Every entry needs to be printed exactly, please.

**********

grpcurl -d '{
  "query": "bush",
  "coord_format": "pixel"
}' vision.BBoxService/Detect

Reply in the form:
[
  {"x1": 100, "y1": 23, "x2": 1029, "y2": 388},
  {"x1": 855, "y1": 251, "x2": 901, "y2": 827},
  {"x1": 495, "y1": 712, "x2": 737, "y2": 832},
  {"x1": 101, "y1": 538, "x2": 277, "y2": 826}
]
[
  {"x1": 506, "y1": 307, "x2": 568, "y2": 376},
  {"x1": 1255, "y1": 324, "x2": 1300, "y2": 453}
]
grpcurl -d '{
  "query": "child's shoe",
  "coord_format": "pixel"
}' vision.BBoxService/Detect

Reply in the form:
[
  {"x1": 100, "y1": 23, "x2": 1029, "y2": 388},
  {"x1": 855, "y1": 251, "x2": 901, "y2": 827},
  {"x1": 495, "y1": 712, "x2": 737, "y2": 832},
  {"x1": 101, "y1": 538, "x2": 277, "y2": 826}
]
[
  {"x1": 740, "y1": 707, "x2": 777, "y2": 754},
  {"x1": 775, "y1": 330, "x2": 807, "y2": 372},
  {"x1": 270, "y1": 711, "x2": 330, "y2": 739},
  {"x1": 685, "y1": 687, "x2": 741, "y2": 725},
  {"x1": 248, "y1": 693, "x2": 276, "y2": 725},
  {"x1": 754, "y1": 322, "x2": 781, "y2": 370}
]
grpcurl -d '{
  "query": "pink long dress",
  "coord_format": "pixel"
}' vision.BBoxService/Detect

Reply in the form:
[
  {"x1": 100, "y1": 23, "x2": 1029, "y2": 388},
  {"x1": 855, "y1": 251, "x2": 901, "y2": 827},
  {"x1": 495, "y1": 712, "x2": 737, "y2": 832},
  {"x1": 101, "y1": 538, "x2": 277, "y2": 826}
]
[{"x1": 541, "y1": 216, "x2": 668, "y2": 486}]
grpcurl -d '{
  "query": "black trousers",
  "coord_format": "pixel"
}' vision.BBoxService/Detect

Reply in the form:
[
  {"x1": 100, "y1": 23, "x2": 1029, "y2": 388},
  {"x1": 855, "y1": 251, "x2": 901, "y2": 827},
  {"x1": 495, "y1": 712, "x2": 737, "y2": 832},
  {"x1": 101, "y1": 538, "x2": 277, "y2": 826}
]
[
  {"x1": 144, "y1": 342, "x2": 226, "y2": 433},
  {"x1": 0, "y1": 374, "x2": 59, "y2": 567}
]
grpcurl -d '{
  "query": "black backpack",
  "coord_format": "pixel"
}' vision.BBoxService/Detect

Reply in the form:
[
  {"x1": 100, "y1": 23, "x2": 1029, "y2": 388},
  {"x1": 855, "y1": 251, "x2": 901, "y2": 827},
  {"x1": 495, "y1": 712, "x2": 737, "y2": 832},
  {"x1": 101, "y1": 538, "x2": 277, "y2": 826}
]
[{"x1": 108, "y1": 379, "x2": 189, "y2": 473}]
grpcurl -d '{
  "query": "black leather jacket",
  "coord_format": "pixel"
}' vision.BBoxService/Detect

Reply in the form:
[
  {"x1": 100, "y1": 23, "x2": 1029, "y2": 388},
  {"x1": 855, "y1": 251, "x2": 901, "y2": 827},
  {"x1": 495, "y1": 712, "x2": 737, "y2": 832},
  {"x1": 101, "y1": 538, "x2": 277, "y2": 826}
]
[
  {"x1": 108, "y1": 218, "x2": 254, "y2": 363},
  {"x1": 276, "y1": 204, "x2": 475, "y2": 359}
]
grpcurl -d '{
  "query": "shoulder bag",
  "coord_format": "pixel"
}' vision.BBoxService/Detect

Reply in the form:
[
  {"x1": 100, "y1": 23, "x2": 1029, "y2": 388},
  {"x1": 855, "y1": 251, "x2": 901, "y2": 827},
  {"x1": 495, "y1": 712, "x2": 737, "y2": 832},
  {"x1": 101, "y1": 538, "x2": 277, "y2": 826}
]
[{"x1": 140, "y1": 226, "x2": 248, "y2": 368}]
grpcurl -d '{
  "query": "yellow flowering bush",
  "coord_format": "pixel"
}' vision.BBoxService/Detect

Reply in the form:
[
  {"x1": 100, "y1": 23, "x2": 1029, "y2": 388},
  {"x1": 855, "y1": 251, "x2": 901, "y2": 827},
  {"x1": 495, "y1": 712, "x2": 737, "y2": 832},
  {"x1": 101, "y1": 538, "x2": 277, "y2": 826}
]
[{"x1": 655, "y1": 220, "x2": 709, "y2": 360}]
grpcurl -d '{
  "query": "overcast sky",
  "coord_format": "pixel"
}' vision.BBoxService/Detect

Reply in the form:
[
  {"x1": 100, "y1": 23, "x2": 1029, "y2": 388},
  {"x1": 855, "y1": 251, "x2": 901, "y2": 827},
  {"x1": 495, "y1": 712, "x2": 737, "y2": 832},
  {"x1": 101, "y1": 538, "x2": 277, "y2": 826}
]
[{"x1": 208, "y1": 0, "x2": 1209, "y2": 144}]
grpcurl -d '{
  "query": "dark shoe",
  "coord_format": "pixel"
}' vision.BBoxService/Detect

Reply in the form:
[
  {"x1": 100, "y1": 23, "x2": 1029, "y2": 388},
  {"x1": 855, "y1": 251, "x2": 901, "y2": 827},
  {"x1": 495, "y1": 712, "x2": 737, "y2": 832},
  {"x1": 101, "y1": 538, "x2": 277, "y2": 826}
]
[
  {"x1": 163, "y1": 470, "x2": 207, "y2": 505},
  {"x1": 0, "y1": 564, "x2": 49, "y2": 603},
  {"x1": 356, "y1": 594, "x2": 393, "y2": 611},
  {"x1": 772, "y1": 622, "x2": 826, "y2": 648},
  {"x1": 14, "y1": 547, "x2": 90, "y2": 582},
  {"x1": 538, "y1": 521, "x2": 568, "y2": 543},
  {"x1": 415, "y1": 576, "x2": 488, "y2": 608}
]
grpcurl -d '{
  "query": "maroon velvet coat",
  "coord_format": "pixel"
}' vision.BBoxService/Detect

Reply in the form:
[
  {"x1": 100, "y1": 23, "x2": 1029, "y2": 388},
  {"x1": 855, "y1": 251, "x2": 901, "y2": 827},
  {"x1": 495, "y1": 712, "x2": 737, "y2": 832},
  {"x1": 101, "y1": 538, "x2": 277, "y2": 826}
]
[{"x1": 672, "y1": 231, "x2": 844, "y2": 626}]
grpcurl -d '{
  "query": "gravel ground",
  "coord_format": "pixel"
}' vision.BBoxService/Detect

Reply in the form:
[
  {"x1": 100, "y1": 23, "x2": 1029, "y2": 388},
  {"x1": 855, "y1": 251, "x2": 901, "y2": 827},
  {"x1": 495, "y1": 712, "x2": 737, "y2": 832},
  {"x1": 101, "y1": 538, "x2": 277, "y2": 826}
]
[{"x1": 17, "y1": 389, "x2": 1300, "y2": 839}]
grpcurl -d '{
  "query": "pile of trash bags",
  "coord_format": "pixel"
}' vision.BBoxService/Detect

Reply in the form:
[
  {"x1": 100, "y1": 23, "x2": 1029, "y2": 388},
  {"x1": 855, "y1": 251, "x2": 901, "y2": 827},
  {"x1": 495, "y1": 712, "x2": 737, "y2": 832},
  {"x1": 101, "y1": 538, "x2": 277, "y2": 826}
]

**********

■ Worked solution
grpcurl -d '{
  "query": "bush",
  "coord_format": "pixel"
}' vision.BBoxService/Detect

Reply in the form:
[
  {"x1": 100, "y1": 23, "x2": 1029, "y2": 388},
  {"x1": 855, "y1": 251, "x2": 901, "y2": 827},
  {"x1": 495, "y1": 712, "x2": 737, "y2": 832},
  {"x1": 101, "y1": 538, "x2": 277, "y2": 826}
]
[
  {"x1": 506, "y1": 307, "x2": 568, "y2": 376},
  {"x1": 1255, "y1": 324, "x2": 1300, "y2": 453}
]
grpcurl -d '{
  "query": "child's shoe",
  "coord_format": "pixel"
}' vision.BBoxService/Detect

Reply in the form:
[
  {"x1": 100, "y1": 23, "x2": 1029, "y2": 388},
  {"x1": 855, "y1": 251, "x2": 901, "y2": 827},
  {"x1": 495, "y1": 712, "x2": 737, "y2": 832},
  {"x1": 101, "y1": 538, "x2": 277, "y2": 826}
]
[
  {"x1": 740, "y1": 707, "x2": 777, "y2": 754},
  {"x1": 775, "y1": 330, "x2": 807, "y2": 372},
  {"x1": 270, "y1": 711, "x2": 330, "y2": 739},
  {"x1": 685, "y1": 687, "x2": 741, "y2": 725},
  {"x1": 248, "y1": 693, "x2": 276, "y2": 725},
  {"x1": 754, "y1": 322, "x2": 781, "y2": 370}
]
grpcurl -d '{
  "query": "pink long dress",
  "coord_format": "pixel"
}' vision.BBoxService/Detect

Reply in the form:
[
  {"x1": 100, "y1": 23, "x2": 1029, "y2": 388},
  {"x1": 855, "y1": 251, "x2": 901, "y2": 827},
  {"x1": 495, "y1": 712, "x2": 737, "y2": 832},
  {"x1": 101, "y1": 538, "x2": 277, "y2": 826}
]
[{"x1": 541, "y1": 216, "x2": 668, "y2": 486}]
grpcurl -d '{
  "query": "black trousers",
  "coord_format": "pixel"
}' vision.BBoxService/Detect

Reply in the form:
[
  {"x1": 100, "y1": 23, "x2": 1029, "y2": 388},
  {"x1": 855, "y1": 251, "x2": 901, "y2": 827},
  {"x1": 495, "y1": 712, "x2": 737, "y2": 832},
  {"x1": 101, "y1": 538, "x2": 277, "y2": 826}
]
[
  {"x1": 144, "y1": 342, "x2": 226, "y2": 433},
  {"x1": 0, "y1": 374, "x2": 59, "y2": 567}
]
grpcurl -d '{
  "query": "black backpack",
  "coord_format": "pixel"
}' vision.BBoxService/Detect

Reply in the form:
[
  {"x1": 100, "y1": 23, "x2": 1029, "y2": 388},
  {"x1": 855, "y1": 251, "x2": 901, "y2": 827},
  {"x1": 495, "y1": 712, "x2": 737, "y2": 832},
  {"x1": 101, "y1": 538, "x2": 277, "y2": 826}
]
[{"x1": 108, "y1": 379, "x2": 189, "y2": 473}]
grpcurl -d '{
  "query": "black leather jacket",
  "coord_format": "pixel"
}' vision.BBoxService/Detect

Reply in the form:
[
  {"x1": 100, "y1": 23, "x2": 1029, "y2": 388},
  {"x1": 855, "y1": 251, "x2": 901, "y2": 827},
  {"x1": 495, "y1": 712, "x2": 737, "y2": 832},
  {"x1": 101, "y1": 538, "x2": 277, "y2": 826}
]
[
  {"x1": 108, "y1": 218, "x2": 254, "y2": 363},
  {"x1": 276, "y1": 204, "x2": 475, "y2": 359}
]
grpcurl -d '{
  "query": "shoulder bag",
  "coord_format": "pixel"
}' vision.BBoxService/Detect

Reply in the form:
[
  {"x1": 100, "y1": 23, "x2": 1029, "y2": 388},
  {"x1": 855, "y1": 251, "x2": 901, "y2": 827},
  {"x1": 495, "y1": 712, "x2": 737, "y2": 832},
  {"x1": 101, "y1": 538, "x2": 277, "y2": 826}
]
[{"x1": 140, "y1": 226, "x2": 248, "y2": 368}]
grpcurl -d '{
  "query": "yellow flowering bush",
  "coord_format": "pixel"
}' vision.BBoxService/Detect

Reply in the form:
[
  {"x1": 100, "y1": 23, "x2": 1029, "y2": 388},
  {"x1": 855, "y1": 251, "x2": 901, "y2": 827},
  {"x1": 495, "y1": 712, "x2": 737, "y2": 832},
  {"x1": 101, "y1": 538, "x2": 277, "y2": 826}
]
[{"x1": 655, "y1": 220, "x2": 709, "y2": 360}]
grpcurl -d '{
  "query": "overcast sky",
  "coord_format": "pixel"
}' vision.BBoxService/Detect

Reply in the form:
[
  {"x1": 100, "y1": 23, "x2": 1029, "y2": 388},
  {"x1": 855, "y1": 251, "x2": 901, "y2": 827},
  {"x1": 495, "y1": 712, "x2": 737, "y2": 832},
  {"x1": 101, "y1": 538, "x2": 277, "y2": 826}
]
[{"x1": 208, "y1": 0, "x2": 1209, "y2": 144}]
grpcurl -d '{
  "query": "dark shoe",
  "coord_format": "pixel"
}' vision.BBoxService/Detect

Reply in the form:
[
  {"x1": 100, "y1": 23, "x2": 1029, "y2": 388},
  {"x1": 855, "y1": 251, "x2": 901, "y2": 827},
  {"x1": 495, "y1": 712, "x2": 737, "y2": 832},
  {"x1": 101, "y1": 538, "x2": 277, "y2": 826}
]
[
  {"x1": 163, "y1": 470, "x2": 207, "y2": 505},
  {"x1": 0, "y1": 564, "x2": 49, "y2": 603},
  {"x1": 356, "y1": 594, "x2": 393, "y2": 611},
  {"x1": 772, "y1": 622, "x2": 826, "y2": 648},
  {"x1": 14, "y1": 547, "x2": 90, "y2": 582},
  {"x1": 538, "y1": 521, "x2": 568, "y2": 543},
  {"x1": 415, "y1": 576, "x2": 488, "y2": 608}
]
grpcurl -d '{
  "query": "maroon velvet coat",
  "coord_format": "pixel"
}' vision.BBoxService/Detect

Reply in the form:
[
  {"x1": 100, "y1": 23, "x2": 1029, "y2": 388},
  {"x1": 855, "y1": 251, "x2": 901, "y2": 827},
  {"x1": 495, "y1": 712, "x2": 737, "y2": 832},
  {"x1": 101, "y1": 538, "x2": 277, "y2": 826}
]
[{"x1": 672, "y1": 231, "x2": 844, "y2": 626}]
grpcurl -d '{
  "query": "gravel ground",
  "coord_format": "pixel"
}' vision.BBoxService/Detect

Reply in the form:
[
  {"x1": 100, "y1": 23, "x2": 1029, "y2": 388},
  {"x1": 855, "y1": 251, "x2": 901, "y2": 827},
  {"x1": 495, "y1": 712, "x2": 737, "y2": 832},
  {"x1": 101, "y1": 538, "x2": 277, "y2": 826}
]
[{"x1": 17, "y1": 389, "x2": 1300, "y2": 839}]
grpcurl -d '{
  "query": "pile of trash bags",
  "coord_format": "pixel"
}' vision.BBoxService/Detect

Reply in the form:
[
  {"x1": 100, "y1": 23, "x2": 1029, "y2": 388},
  {"x1": 855, "y1": 251, "x2": 901, "y2": 827},
  {"x1": 495, "y1": 712, "x2": 737, "y2": 832},
  {"x1": 101, "y1": 538, "x2": 277, "y2": 826}
]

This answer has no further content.